Saturday April 8th

Q.P.R. 2

Swindon Town 1

   
K.Ready G.Grazioli
M.Beck  

With Rangers now safe from relegation and out of reach of the playoffs, it was hoped that the visit of bottom of the table and doomed Swindon would see Rangers turn on the style in front of our own fans.

Among those fans were local children (including my cousin Phillip) from 75 schools as the club tried to take the club to the locals to generate future support. After today I doubt many will be rushing back next season even for £2 a ticket.

It should have been the game we expected with Gerry Francis making the surprise choice of playing with three up front in a 4-3-3 formation. Mark Perry and Paul Bruce operated as full backs but both seemed to have a licence to get forward. Baraclough and Ready played as center backs with a midfield three of Peacock, Langley and Wardley. Taylor made his full debut up front alongside Kiwomya and Beck in what must have been Rangers most attacking line up on paper this season.

Sadly the game was played on grass instead of paper and Swindon tore Rangers apart early on. We looked all over the place at the back with hitting an excellent shot past Harper but it curled wide of the post. Swindon had four good chances early on, heading over once and seeing shots fly wide or straight at Harper.

Rangers looked to be playing at half pace and the crowd was as quiet as I have heard it in ages at loftus Road. Even the Q Block was half-empty and those who were standing in the Q Block were surprisingly quiet. Rangers seemed to have the ability to open Swindon up with some good attacking moves breaking down with poor final balls. Kiwomya and Beck almost found themselves through on separate occasions.
= = = =
- WRITTEN REQUEST:
Answer these questions from the match report, one per line:
(a) How many schools did the local children in the crowd come from?
(b) What formation did Gerry Francis choose?
(c) Which two players played as center backs?
= = = =
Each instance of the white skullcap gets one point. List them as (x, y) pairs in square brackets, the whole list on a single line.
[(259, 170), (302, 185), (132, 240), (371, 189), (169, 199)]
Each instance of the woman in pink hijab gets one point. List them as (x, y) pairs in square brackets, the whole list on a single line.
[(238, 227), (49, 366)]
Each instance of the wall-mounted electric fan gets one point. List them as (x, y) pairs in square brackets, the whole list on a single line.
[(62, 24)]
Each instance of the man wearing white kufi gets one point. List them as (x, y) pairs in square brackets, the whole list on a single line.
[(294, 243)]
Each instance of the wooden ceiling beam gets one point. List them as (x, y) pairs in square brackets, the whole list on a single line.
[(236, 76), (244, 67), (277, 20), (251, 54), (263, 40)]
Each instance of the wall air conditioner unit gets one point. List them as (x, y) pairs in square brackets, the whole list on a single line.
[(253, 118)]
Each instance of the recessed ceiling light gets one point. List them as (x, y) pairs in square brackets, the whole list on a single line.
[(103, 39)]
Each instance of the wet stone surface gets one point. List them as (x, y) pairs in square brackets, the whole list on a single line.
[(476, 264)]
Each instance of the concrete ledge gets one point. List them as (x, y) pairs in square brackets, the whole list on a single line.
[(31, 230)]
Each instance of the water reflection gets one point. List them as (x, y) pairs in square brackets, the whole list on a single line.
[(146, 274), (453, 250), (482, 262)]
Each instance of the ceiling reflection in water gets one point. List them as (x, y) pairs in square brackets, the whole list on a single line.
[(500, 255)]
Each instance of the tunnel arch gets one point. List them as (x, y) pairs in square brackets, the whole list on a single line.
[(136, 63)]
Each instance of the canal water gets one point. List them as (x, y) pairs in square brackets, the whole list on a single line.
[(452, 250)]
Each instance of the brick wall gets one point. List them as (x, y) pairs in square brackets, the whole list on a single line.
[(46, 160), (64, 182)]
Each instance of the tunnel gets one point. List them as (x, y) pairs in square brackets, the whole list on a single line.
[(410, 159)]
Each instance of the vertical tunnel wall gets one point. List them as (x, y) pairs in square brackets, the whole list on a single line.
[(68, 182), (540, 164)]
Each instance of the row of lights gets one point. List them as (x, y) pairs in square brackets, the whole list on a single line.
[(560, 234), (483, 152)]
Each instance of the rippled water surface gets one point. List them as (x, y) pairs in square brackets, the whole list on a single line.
= = = =
- RESULT OF THE TASK:
(a) 75
(b) 4-3-3
(c) Baraclough and Ready